:: Gösterilen metin ::
Bu düşünceden ilham almış olmalı ki bu kez de muhalefet partisi CHP'nin lideri Deniz Baykal, kasete "Kurban olayım Kerkük'üne Musulu'na" diye özetleyeceğim hisli şarkıyı sürdü. Deniz Baykal'ın hisli şarkısına; eski tezkereciler de mal bulmuş gibi sarıldılar ve "Bak işte… Biz dememiş miydik?.. Türk Ordusu Amerikan ordusuyla Irak'a girseydi, bugün Kerkük ile Musul'u biz kontrol ederdik…" diye yine "havaya dayılanmaya" başladılar.[2] Yani ABD çalacak, AKP oynayacak.. Senaryoyu Siyonistler yazacak bizimkiler sadece rol yapacak!..

Büyük şoka hazır olun!

:: Sağlanan bilgiler ::
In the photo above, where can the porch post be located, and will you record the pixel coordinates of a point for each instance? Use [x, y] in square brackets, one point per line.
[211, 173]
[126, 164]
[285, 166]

:: Verilen görev 1 ::
Aşağıdaki her ifadenin gösterilen metinle uyuşup uyuşmadığını "evet" ya da "hayır" ile belirtin ve kararı belirleyen sözcükleri metinden aynen alıntılayın. (a) Deniz Baykal, CHP'nin lideridir. (b) Eski tezkereciler, Deniz Baykal'ın şarkısına karşı çıkmıştır. (c) Metne göre senaryoyu AKP yazacaktır.
:: Verilen görev 2 ::
Gösterilen metnin "Bu düşünceden ilham" ve "sadece rol yapacak!.." ifadeleri arasında kalan kısmını, bu iki ifade de dahil olmak üzere, aynen yeniden yazın.

:: Yanıt 1 ::
(a) Evet: "muhalefet partisi CHP'nin lideri Deniz Baykal"
(b) Hayır: "eski tezkereciler de mal bulmuş gibi sarıldılar"
(c) Hayır: "Senaryoyu Siyonistler yazacak"

:: Yanıt 2 ::
Bu düşünceden ilham almış olmalı ki bu kez de muhalefet partisi CHP'nin lideri Deniz Baykal, kasete "Kurban olayım Kerkük'üne Musulu'na" diye özetleyeceğim hisli şarkıyı sürdü. Deniz Baykal'ın hisli şarkısına; eski tezkereciler de mal bulmuş gibi sarıldılar ve "Bak işte… Biz dememiş miydik?.. Türk Ordusu Amerikan ordusuyla Irak'a girseydi, bugün Kerkük ile Musul'u biz kontrol ederdik…" diye yine "havaya dayılanmaya" başladılar.[2] Yani ABD çalacak, AKP oynayacak.. Senaryoyu Siyonistler yazacak bizimkiler sadece rol yapacak!..